Document extract START

Work break laws vary from state to state, including meals and rest times. In the states that require breaks, employees are allotted one meal break if they work for more than five consecutive hours. Many companies will also provide small, paid resting breaks that last no longer than 20 minutes for every four hours worked. Employees that feel they do not have adequate breaks should look up their state requirements. 

Protection Under Health and Safety Protocols

According to the Occupational Safety and Health Administration (OSHA), employers are required to provide a safe workplace that deters employees from the experience of workplace injury. OSHA provides safety standards that employers must abide by, including:

  • Providing a workplace free from serious recognized hazards;
  • Posting OSHA job safety notices in the workplace;
  • Keeping records of all injuries, deaths, and exposure to a hazardous material;
  • Providing safety training;
  • Making sure employees have safe tools and equipment.

Additionally, workplaces must provide first-aid equipment, clean bathrooms, and drinking water, according to the OSHA sanitation standard. If an employee is injured at work, there are federal and state laws that can help protect them. Workplace injuries can include:

  • Slip and fall accidents;
  • Occupational illnesses;
  • Repetitive motion injuries;
  • Psychological harm.

One of these rights is the right to disability benefits like workers’ compensation. This employee benefit allows employees to receive a percentage of their earned wages while they cannot work for both short and long-term periods, as well as provides medical care coverage for the relevant conditions or injuries. 

Leave and Time-Off

The FLSA does not require employers to provide time-off, including vacation time, sick leave, or holiday leave. Such benefits are often an agreement between the employee and the employer except for leave provided by the Family and Medical Leave Act (FMLA). FMLA provides workers with 12 weeks of unpaid, job-protected leave per year in which the health benefits are maintained. Other types of leaves that are required by law include:

  • Military leave;
  • Voting leave;
  • Jury duty leave;
  • Religious observance. 

If an employee works part-time, they may not be eligible for the voluntary leaves by their employers. Employees should read their benefits package carefully when applying for jobs.

Document extract END
Records provided START

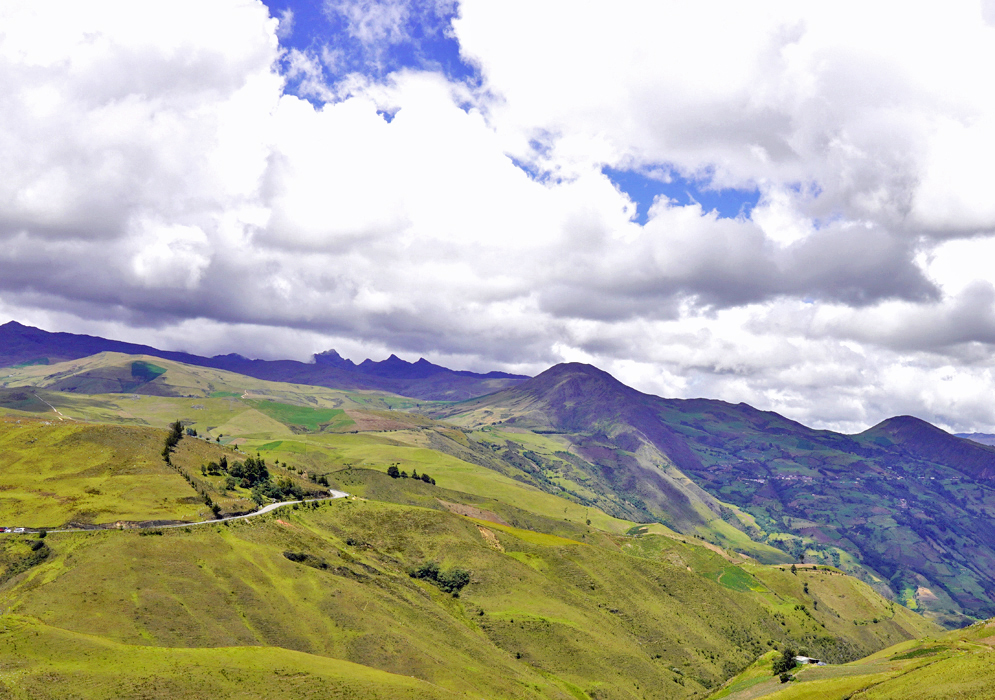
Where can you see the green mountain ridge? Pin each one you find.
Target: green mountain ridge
(608, 544)
(905, 504)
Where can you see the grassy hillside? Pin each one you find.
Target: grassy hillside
(905, 505)
(572, 588)
(543, 615)
(53, 473)
(959, 664)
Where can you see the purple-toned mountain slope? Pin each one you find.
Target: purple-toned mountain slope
(421, 380)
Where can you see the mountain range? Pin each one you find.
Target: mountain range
(20, 344)
(904, 505)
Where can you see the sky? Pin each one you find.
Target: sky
(787, 204)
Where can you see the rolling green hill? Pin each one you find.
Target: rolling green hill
(905, 505)
(544, 615)
(960, 664)
(607, 546)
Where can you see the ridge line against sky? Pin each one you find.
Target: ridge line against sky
(780, 203)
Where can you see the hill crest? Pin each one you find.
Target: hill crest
(21, 344)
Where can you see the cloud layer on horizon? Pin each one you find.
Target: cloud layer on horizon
(163, 184)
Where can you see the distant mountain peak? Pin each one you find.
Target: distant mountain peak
(422, 379)
(332, 358)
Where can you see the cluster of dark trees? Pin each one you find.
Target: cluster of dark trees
(784, 663)
(254, 474)
(451, 580)
(172, 440)
(394, 473)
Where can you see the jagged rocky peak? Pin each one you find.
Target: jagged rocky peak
(332, 358)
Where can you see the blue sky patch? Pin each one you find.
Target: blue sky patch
(372, 38)
(643, 189)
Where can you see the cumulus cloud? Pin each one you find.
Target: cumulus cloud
(160, 183)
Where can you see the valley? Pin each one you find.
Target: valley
(606, 543)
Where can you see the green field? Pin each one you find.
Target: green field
(960, 664)
(567, 597)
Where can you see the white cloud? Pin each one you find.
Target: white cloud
(156, 177)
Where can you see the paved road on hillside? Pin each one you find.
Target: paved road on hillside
(265, 509)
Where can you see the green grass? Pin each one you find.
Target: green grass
(958, 664)
(312, 419)
(47, 662)
(52, 473)
(543, 616)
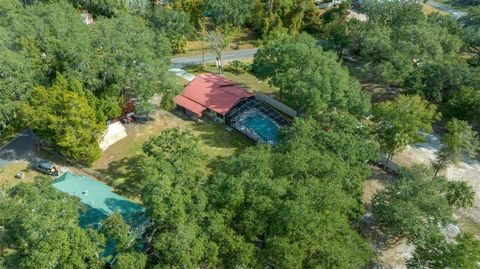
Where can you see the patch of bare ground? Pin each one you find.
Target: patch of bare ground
(390, 253)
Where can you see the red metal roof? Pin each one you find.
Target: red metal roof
(214, 92)
(190, 105)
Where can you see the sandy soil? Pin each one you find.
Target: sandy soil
(468, 170)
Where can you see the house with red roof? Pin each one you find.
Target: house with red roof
(210, 94)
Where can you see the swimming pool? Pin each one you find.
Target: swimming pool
(263, 126)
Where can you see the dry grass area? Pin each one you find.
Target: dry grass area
(248, 39)
(245, 79)
(120, 164)
(428, 9)
(7, 174)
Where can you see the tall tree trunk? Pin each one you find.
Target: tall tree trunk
(389, 157)
(221, 62)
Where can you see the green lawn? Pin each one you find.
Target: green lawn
(245, 79)
(7, 174)
(119, 165)
(428, 9)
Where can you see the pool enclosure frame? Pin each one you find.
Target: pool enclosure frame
(231, 118)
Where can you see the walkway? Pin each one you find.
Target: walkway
(180, 62)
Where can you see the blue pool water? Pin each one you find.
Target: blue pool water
(264, 127)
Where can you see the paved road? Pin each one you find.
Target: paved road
(17, 149)
(210, 58)
(447, 9)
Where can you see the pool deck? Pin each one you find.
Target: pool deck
(99, 198)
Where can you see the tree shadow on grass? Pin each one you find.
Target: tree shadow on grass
(124, 176)
(217, 135)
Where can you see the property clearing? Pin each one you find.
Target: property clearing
(245, 80)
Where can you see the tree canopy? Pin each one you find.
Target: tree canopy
(415, 206)
(41, 226)
(406, 120)
(64, 116)
(458, 141)
(111, 59)
(310, 80)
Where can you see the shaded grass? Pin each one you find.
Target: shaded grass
(121, 164)
(428, 9)
(7, 174)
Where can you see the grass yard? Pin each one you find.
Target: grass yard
(120, 164)
(428, 9)
(248, 39)
(245, 79)
(7, 174)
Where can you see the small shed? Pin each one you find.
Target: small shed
(115, 132)
(86, 17)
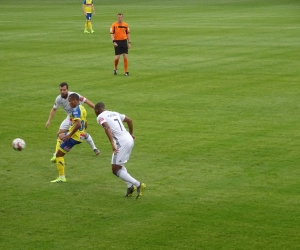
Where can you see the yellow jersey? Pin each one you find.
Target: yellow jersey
(78, 113)
(88, 5)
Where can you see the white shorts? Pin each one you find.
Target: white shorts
(124, 153)
(65, 124)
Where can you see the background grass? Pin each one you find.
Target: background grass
(214, 95)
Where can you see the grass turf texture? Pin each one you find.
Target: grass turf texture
(214, 95)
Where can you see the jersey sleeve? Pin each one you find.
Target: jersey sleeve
(57, 103)
(112, 29)
(122, 117)
(76, 114)
(82, 99)
(101, 120)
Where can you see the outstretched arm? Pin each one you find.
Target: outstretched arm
(130, 126)
(52, 113)
(88, 102)
(109, 136)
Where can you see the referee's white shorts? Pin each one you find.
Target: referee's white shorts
(65, 124)
(124, 153)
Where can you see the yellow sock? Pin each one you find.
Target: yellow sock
(58, 142)
(90, 25)
(60, 164)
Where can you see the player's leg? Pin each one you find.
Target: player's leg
(64, 148)
(89, 17)
(119, 169)
(60, 164)
(125, 57)
(124, 51)
(130, 187)
(86, 25)
(116, 60)
(64, 126)
(90, 141)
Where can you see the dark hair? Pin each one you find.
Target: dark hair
(63, 84)
(100, 105)
(74, 96)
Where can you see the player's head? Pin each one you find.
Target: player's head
(99, 108)
(120, 17)
(64, 89)
(73, 100)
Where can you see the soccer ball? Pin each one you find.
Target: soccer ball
(18, 144)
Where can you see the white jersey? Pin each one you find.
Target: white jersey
(115, 122)
(59, 101)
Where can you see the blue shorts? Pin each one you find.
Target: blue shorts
(88, 16)
(66, 146)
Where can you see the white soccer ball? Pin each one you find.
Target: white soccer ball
(18, 144)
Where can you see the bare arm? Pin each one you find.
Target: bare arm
(130, 126)
(83, 10)
(76, 127)
(88, 102)
(113, 38)
(109, 136)
(51, 115)
(128, 41)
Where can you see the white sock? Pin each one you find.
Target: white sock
(90, 141)
(127, 183)
(126, 177)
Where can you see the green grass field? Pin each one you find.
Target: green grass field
(214, 96)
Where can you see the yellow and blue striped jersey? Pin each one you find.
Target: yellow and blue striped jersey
(88, 5)
(78, 113)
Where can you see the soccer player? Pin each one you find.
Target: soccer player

Records provided END

* [Action item A]
Answer from the text on workplace rights:
(i) In states that require breaks, how long must an employee work consecutively to be allotted one meal break?
(ii) Which three things must workplaces provide under the OSHA sanitation standard?
(iii) How many weeks of unpaid, job-protected leave per year does the FMLA provide?
* [Action item B]
Continue the text on workplace rights, picking up after its final sentence.

* [Written reply A]
(i) More than five consecutive hours.
(ii) First-aid equipment, clean bathrooms, and drinking water.
(iii) 12 weeks.

* [Written reply B]
Whistleblowers

“Whistleblowers” are people who report evidence of wrongdoing. Employers may act in retaliation because of the employee’s actions, which is against the whistleblower laws enforced by OSHA. According to OSHA, retaliation can take many forms:

  • Blacklisting;
  • Demoting;
  • Denying overtime or promotion;
  • Disciplining;
  • Denying benefits;
  • Failing to hire or rehire;
  • Firing or laying off;
  • Intimidation;
  • Making threats;
  • Reducing pay or hours;
  • Suspension.

Whistleblowers are protected to try to maintain company transparency and accountability. Those that think they have been retaliated against for whistleblowing acts must file a complaint with OSHA. 

How to Address Employee Rights Violations

While you may want to take immediate action if your rights are violated, it’s important to remember that these procedures take time, patience, and evidence. To address employee rights violations, consider the following steps:

  • Gather documentation: This can include but is not limited to, paystubs, phone records, emails, and texts. You will need to make sure you have copies of these documents to send to your HR representative.
  • Tell your employer: By telling them, you could give your employer the chance to resolve the problem right away. If they do not, seeking a reasonable solution first will strengthen your case. 
  • File a claim: You can file a claim with the Equal Employment Opportunity Commission (EEOC) or OSHA. Both agencies will investigate your claim and determine the next actionable course. It may be worthwhile to hire a lawyer to help navigate these processes. 

Employees have rights in the workplace to ensure they have a safe, healthy, and productive work environment. By understanding your rights, you can ensure your workplace is fair for you and your coworkers.